Saved entries
== Segment start ==

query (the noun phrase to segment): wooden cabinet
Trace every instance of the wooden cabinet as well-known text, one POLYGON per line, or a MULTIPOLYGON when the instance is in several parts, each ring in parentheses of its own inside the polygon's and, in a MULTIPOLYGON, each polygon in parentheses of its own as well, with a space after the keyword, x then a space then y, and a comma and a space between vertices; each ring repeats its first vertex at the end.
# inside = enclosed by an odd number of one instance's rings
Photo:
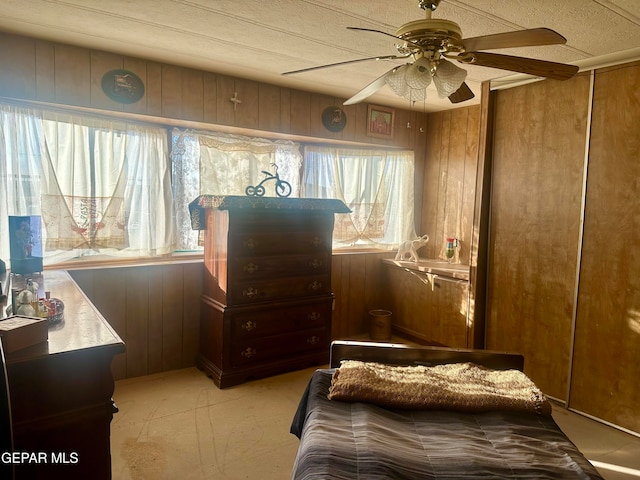
POLYGON ((339 201, 198 197, 205 229, 198 366, 220 387, 327 363, 339 201))
POLYGON ((110 479, 111 361, 124 343, 66 272, 39 283, 64 301, 64 321, 6 355, 14 452, 40 459, 15 464, 15 478, 110 479))

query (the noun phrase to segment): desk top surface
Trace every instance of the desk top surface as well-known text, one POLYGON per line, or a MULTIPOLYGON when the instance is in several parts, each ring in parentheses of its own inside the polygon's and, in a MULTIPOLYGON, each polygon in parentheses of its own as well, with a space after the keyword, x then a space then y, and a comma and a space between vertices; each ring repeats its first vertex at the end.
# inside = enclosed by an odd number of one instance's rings
MULTIPOLYGON (((112 354, 125 351, 125 345, 96 307, 63 270, 46 270, 43 274, 11 276, 4 279, 3 290, 10 292, 11 282, 18 286, 33 278, 40 290, 51 292, 51 298, 64 303, 64 320, 49 326, 49 341, 7 355, 7 363, 30 361, 43 356, 62 355, 85 349, 102 349, 112 354)), ((44 295, 43 295, 44 296, 44 295)), ((9 298, 11 295, 9 293, 9 298)), ((2 307, 3 318, 5 307, 2 307)))

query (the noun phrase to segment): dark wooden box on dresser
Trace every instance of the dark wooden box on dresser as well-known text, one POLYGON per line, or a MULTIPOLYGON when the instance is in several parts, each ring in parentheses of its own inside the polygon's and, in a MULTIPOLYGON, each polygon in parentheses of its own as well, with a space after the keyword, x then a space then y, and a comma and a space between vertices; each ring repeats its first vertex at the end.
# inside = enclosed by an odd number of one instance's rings
POLYGON ((220 388, 329 361, 339 200, 203 195, 198 367, 220 388))

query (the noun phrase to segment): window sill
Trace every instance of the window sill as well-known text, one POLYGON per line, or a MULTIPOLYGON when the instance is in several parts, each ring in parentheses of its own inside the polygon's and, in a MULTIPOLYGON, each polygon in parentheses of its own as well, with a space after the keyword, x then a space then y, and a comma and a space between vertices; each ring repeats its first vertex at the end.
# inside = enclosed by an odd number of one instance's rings
POLYGON ((93 257, 89 259, 69 260, 46 265, 45 270, 89 270, 95 268, 144 267, 150 265, 173 265, 197 263, 204 260, 203 253, 174 253, 161 257, 113 258, 93 257))
POLYGON ((444 260, 420 259, 417 262, 405 260, 384 259, 383 263, 395 268, 419 272, 444 280, 469 282, 469 265, 451 264, 444 260))
POLYGON ((376 247, 340 247, 340 248, 334 248, 332 251, 333 255, 356 255, 361 253, 369 253, 369 254, 387 253, 390 256, 395 256, 395 250, 389 250, 386 248, 376 248, 376 247))
MULTIPOLYGON (((390 258, 395 255, 394 250, 375 247, 343 247, 336 248, 332 255, 362 255, 388 254, 390 258)), ((77 260, 68 260, 51 265, 45 265, 45 270, 90 270, 96 268, 119 267, 144 267, 151 265, 173 265, 182 263, 198 263, 204 261, 204 253, 188 252, 174 253, 162 257, 137 257, 137 258, 113 258, 113 257, 89 257, 77 260)))

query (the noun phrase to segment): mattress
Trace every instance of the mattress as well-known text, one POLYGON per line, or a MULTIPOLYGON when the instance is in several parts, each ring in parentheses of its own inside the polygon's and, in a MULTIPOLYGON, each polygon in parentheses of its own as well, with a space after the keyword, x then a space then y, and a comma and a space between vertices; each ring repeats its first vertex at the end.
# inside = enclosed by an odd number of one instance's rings
POLYGON ((292 479, 602 479, 550 415, 329 400, 332 374, 317 370, 298 405, 292 479))

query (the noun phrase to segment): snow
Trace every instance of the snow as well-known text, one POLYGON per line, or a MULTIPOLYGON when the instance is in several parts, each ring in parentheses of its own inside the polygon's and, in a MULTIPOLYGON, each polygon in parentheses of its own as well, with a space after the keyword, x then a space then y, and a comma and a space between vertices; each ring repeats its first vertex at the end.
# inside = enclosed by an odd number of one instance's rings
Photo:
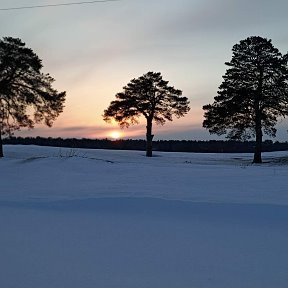
POLYGON ((287 287, 288 152, 4 153, 0 287, 287 287))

== Segment end ==

PROBLEM TO SOLVE » Once the pictures are removed, reproduce the remaining entries above exactly.

FINISHED TASK »
query (the noun phrase to segment): wooden cabinet
Trace every instance of the wooden cabinet as well-known text, one POLYGON per line, or a MULTIPOLYGON when the instance is in several parts, each ring in parentheses of its own inside the polygon's and, in a MULTIPOLYGON, each polygon in parentheses of its own as well, with a space after the keyword, x then a space then y, and a comma and a space between vertices; each ring repeats its first vertex at the end.
# inside = enclosed by an odd number of one instance's rings
Photo:
POLYGON ((339 201, 198 197, 205 229, 198 366, 220 387, 327 363, 339 201))
POLYGON ((110 479, 111 361, 124 343, 66 272, 39 283, 64 301, 64 321, 6 355, 14 452, 40 459, 15 464, 15 478, 110 479))

query (the noun phrase to segment): desk top surface
Trace every instance of the desk top surface as well-known text, one POLYGON per line, or a MULTIPOLYGON when the instance is in several parts, each ring in parentheses of its own inside the polygon's and, in a MULTIPOLYGON, each polygon in parentheses of its own as well, with a space after the keyword, x then a space then y, and a comma and a space between vertices; each ring repeats its first vertex at the end.
# inside = enclosed by an odd number of one instance's rings
MULTIPOLYGON (((112 354, 125 351, 125 345, 96 307, 63 270, 46 270, 43 274, 11 276, 4 279, 3 290, 10 292, 11 282, 18 286, 33 278, 40 290, 51 292, 51 298, 64 303, 64 320, 49 326, 49 341, 7 355, 7 363, 30 361, 43 356, 62 355, 85 349, 102 349, 112 354)), ((44 295, 43 295, 44 296, 44 295)), ((9 298, 11 295, 9 293, 9 298)), ((2 307, 3 318, 5 307, 2 307)))

query (the noun phrase to segment): dark wooden box on dresser
Trace every instance of the dark wooden box on dresser as well-known text, one POLYGON per line, or a MULTIPOLYGON when the instance is in several parts, each ring in parentheses of its own inside the polygon's and, in a MULTIPOLYGON, each polygon in parentheses of its own as well, with a space after the keyword, x then a space then y, and a comma and a space between vertices; each ring repeats its first vertex at the end.
# inside = enclosed by an odd number of one instance's rings
POLYGON ((220 388, 329 361, 339 200, 203 195, 198 367, 220 388))

query (the noun phrase to segment): window sill
Trace every instance of the window sill as well-known text, one POLYGON per line, or a MULTIPOLYGON when the instance is in several parts, each ring in parentheses of its own inside the polygon's and, in a MULTIPOLYGON, each polygon in parentheses of its own as well, with a space after the keyword, x then a space then y, and a comma and a space between vertices; each ring repeats its first vertex at the end.
# inside = enclosed by an odd number of one instance's rings
POLYGON ((93 257, 89 259, 69 260, 46 265, 45 270, 89 270, 95 268, 144 267, 150 265, 173 265, 197 263, 204 260, 203 253, 174 253, 161 257, 113 258, 93 257))
POLYGON ((444 260, 420 259, 417 262, 405 260, 384 259, 383 263, 395 268, 419 272, 444 280, 469 282, 469 265, 451 264, 444 260))
POLYGON ((376 247, 340 247, 340 248, 334 248, 332 251, 333 255, 356 255, 361 253, 369 253, 369 254, 387 253, 390 256, 395 256, 395 250, 389 250, 386 248, 376 248, 376 247))
MULTIPOLYGON (((390 258, 395 255, 394 250, 375 247, 343 247, 336 248, 332 255, 362 255, 388 254, 390 258)), ((77 260, 68 260, 51 265, 45 265, 45 270, 90 270, 96 268, 119 267, 144 267, 151 265, 173 265, 182 263, 198 263, 204 261, 204 253, 188 252, 174 253, 162 257, 137 257, 137 258, 113 258, 113 257, 89 257, 77 260)))

query (the noun phrase to segment): mattress
Trace every instance of the mattress as well-known text, one POLYGON per line, or a MULTIPOLYGON when the instance is in several parts, each ring in parentheses of its own inside the polygon's and, in a MULTIPOLYGON, each polygon in parentheses of its own as well, with a space after the keyword, x then a space then y, and a comma and a space between vertices; each ring repeats its first vertex at the end.
# inside = enclosed by an odd number of one instance's rings
POLYGON ((292 479, 602 479, 550 415, 329 400, 332 374, 317 370, 298 405, 292 479))

query (the noun phrase to segment): snow
Trace every instance of the snow as well-known text, one POLYGON per line, or a MULTIPOLYGON when the instance is in several parts, each ring in parentheses of its own inside the polygon's and, in a MULTIPOLYGON, each polygon in parentheses of its own as well, with a space after the keyword, x then a space then y, and a comma and a space between vertices; each ring repeats its first vertex at the end.
# inside = enclosed by an odd number of one instance's rings
Photo:
POLYGON ((287 287, 288 152, 4 153, 0 287, 287 287))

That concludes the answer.